Program to generate captions for the keyframes of a video, given a video file as input.
Usage steps for Ubuntu 16.04:
Downloads
- Download/clone this repository
- Download the file "model_checkpint.pth.tar" from https://drive.google.com/file/d/1OMnMuMuxEtKVmws2zNAlB3nhCVnwUTS4/view?usp=sharing
- Place the file "model_checkpint.pth.tar" in the repo directory
- model checkpoint source: https://github.com/sgrvinod/a-PyTorch-Tutorial-to-Image-Captioning
Ubuntu python setup
- sudo apt-get update
- sudo apt-get install -y build-essential tk-dev libncurses5-dev libncursesw5-dev libreadline6-dev libdb5.3-dev libgdbm-dev libsqlite3-dev libssl-dev libbz2-dev libexpat1-dev liblzma-dev zlib1g-dev libffi-dev tar wget vim
- cd /opt
- sudo wget https://www.python.org/ftp/python/3.8.5/Python-3.8.5.tgz
- sudo tar xzf Python-3.8.5.tgz
- cd Python-3.8.5
- sudo ./configure --enable-optimizations
- sudo make -j 4
- sudo make altinstall
- cd /opt
- sudo rm -f Python-3.8.5.tgz
Ubuntu setup
- Change Directory to vidcaption_aavan
- python3.8 -m pip install virtualenv
- virtualenv -p python3.8 venv-vidcap
- source venv-vidcap/bin/activate
Installing requirements
- pip install -r requirements.txt
OR
- pip install pandas
- pip install torch
- pip install opencv-python
- pip install click
- pip install torchvision
- pip install matplotlib
- pip install scikit-image
- pip install PyTube (for video downlaod)

Complete the following:
- 1) Translate this sentence from the video captioning guide into Spanish: "Program to generate captions for the keyframes of a video, given a video file as input."
- 2) Summarize the video captioning guide in two sentences.
- 3) Carry on the video captioning guide past its last line, keeping its format.
The entries come from a separate source.

(Data excerpts)
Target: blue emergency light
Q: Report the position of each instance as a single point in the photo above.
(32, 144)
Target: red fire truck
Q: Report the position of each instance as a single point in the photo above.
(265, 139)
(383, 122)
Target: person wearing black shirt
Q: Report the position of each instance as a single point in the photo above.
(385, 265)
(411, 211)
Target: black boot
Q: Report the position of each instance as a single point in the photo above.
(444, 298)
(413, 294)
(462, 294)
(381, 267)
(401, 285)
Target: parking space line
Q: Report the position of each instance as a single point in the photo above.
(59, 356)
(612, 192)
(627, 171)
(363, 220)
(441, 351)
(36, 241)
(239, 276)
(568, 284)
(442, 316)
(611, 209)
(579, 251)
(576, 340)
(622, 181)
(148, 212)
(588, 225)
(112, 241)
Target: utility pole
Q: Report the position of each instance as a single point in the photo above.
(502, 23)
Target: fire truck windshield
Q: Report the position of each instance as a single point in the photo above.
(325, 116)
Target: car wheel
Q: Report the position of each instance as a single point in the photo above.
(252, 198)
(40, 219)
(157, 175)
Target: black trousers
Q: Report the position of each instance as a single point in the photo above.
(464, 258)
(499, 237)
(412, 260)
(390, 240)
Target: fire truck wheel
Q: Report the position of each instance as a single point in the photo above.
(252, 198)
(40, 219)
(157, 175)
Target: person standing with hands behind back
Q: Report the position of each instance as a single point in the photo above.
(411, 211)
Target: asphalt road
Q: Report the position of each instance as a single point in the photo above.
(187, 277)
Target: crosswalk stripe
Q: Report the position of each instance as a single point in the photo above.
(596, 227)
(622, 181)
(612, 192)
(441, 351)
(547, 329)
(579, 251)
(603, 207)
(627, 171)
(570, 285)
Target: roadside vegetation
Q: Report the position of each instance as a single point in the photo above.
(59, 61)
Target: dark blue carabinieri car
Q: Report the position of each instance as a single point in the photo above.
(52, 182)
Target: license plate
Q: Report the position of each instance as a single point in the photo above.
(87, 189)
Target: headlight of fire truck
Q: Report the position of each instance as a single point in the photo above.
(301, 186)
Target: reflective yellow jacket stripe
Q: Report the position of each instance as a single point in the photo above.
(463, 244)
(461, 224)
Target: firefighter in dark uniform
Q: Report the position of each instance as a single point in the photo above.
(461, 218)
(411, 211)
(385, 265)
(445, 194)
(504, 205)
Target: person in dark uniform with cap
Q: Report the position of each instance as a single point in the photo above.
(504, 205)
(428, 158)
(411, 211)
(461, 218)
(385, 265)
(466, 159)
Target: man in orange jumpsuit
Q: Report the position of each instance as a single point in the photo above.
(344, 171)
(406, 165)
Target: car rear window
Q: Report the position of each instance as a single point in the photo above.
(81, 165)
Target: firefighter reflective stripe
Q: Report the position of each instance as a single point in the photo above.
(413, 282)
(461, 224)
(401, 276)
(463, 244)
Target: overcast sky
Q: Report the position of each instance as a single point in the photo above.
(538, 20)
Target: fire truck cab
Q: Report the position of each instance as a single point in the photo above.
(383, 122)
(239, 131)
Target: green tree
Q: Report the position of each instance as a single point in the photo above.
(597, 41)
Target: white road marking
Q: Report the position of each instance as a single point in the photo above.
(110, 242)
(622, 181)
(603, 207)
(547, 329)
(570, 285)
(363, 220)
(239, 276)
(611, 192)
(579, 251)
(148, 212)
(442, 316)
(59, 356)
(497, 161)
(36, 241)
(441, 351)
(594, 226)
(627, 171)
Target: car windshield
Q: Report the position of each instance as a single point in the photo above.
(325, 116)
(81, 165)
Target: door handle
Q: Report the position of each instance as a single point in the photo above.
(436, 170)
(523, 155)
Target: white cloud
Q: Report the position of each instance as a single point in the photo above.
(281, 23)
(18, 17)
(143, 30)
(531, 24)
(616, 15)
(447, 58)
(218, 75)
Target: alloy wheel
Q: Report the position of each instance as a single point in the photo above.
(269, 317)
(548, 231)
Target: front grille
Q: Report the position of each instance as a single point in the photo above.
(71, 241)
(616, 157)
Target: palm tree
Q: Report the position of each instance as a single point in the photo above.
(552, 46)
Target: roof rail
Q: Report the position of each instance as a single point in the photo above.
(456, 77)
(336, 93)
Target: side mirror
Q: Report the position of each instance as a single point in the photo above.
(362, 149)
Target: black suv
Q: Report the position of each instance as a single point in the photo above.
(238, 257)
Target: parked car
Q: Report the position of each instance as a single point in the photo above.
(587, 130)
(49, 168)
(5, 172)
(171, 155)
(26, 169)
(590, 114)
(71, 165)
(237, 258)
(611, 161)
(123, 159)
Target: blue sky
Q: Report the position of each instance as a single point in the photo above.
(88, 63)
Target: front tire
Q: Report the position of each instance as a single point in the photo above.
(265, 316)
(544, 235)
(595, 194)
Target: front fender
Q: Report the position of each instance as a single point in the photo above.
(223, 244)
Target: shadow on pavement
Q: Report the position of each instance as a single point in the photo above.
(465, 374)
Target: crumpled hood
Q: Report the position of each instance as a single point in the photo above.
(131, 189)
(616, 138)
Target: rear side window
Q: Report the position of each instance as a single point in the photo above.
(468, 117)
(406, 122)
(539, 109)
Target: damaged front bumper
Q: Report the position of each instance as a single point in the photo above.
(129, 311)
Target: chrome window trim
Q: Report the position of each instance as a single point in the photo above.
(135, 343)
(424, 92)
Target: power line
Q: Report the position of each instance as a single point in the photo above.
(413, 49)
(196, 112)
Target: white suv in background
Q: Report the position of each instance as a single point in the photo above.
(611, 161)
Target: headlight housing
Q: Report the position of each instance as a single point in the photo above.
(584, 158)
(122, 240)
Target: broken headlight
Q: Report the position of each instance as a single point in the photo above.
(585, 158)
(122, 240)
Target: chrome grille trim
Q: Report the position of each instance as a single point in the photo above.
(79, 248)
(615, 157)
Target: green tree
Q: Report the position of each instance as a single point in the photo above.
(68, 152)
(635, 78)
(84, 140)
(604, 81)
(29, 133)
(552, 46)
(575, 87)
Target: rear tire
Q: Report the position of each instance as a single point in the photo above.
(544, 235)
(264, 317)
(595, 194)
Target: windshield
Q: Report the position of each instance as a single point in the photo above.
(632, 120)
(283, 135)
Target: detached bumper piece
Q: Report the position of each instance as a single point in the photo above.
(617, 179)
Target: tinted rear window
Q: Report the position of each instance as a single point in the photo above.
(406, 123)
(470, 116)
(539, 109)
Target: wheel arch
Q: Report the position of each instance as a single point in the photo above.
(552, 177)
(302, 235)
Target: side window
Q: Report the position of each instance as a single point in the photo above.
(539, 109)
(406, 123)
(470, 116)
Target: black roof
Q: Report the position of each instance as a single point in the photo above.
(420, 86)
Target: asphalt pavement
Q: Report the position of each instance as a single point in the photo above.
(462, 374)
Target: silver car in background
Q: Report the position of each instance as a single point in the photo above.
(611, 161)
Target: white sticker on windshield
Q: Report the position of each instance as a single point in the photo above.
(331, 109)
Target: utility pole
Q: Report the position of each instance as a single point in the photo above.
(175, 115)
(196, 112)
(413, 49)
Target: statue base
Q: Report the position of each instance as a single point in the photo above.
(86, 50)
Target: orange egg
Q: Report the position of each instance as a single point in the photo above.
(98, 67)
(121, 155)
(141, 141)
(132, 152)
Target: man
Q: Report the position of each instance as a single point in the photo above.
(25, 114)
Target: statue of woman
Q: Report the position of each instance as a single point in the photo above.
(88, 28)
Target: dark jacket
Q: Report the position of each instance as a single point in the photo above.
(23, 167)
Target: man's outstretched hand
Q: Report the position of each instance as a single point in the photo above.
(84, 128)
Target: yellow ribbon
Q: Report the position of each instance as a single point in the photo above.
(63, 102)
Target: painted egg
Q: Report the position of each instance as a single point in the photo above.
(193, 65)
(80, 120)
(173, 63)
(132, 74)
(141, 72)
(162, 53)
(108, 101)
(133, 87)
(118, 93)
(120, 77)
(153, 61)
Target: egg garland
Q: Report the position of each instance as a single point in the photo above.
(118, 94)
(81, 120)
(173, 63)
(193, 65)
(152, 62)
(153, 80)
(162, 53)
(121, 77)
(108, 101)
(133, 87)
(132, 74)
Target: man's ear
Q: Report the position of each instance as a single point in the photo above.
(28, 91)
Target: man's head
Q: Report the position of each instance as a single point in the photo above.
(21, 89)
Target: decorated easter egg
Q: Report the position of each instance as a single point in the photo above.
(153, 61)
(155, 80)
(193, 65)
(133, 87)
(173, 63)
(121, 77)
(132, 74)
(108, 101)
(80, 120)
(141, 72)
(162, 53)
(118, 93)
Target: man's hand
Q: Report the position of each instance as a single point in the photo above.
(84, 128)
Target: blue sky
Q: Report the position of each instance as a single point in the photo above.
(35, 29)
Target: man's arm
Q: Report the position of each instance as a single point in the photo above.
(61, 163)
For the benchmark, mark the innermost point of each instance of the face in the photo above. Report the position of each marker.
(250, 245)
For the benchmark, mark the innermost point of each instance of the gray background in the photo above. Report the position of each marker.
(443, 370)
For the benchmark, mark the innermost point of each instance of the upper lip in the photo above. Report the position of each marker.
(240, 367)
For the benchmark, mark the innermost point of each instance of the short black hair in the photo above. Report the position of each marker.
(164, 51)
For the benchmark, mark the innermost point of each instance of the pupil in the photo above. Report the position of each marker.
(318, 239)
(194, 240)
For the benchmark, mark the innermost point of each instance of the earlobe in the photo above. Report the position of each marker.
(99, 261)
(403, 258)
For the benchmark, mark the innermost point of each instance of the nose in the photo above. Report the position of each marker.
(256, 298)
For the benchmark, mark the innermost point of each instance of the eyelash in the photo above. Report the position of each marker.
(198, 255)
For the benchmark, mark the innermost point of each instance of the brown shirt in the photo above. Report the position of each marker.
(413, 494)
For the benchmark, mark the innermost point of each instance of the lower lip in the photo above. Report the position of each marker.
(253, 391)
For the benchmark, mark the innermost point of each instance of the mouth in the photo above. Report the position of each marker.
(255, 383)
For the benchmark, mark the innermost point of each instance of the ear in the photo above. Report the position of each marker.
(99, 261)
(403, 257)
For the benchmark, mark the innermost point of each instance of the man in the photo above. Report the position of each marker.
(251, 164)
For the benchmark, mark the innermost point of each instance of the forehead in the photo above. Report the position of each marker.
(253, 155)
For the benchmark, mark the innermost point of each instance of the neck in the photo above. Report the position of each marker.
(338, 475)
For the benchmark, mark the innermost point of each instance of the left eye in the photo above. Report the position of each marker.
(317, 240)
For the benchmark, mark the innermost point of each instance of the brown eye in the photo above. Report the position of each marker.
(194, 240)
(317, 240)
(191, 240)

Answers provided:
- 1) Programa para generar descripciones de los fotogramas clave de un video, a partir de un archivo de video como entrada.

- 2) The program generates captions for the keyframes of a video from an input video file, and the guide gives usage steps for Ubuntu 16.04. The steps cover downloading the repository and a model checkpoint file, building Python 3.8.5 from source, creating and activating a virtual environment, and installing the required packages with pip.

- 3)
- pip install Flask (for API)
- pip install pycocotools (for evaluation)
- pip install pycocoevalcap (for evaluation)
Videos can be downloaded using the PyTube based video downloading script. Videos downloaded using this method are automatically saved as mp4 to the "video_uploads" folder.
- Run from terminal using $ python download_video.py <youtube_URL> <name_to_save_as_without_extension>
- Example: python download_video.py https://www.youtube.com/watch?v=DocxmW2bOdc&t=80s singapore_dorm_cases
Video keyframe extraction supports most video formats including: mp4, ts, MOV, avi, y4m, mkv, flv, wmv.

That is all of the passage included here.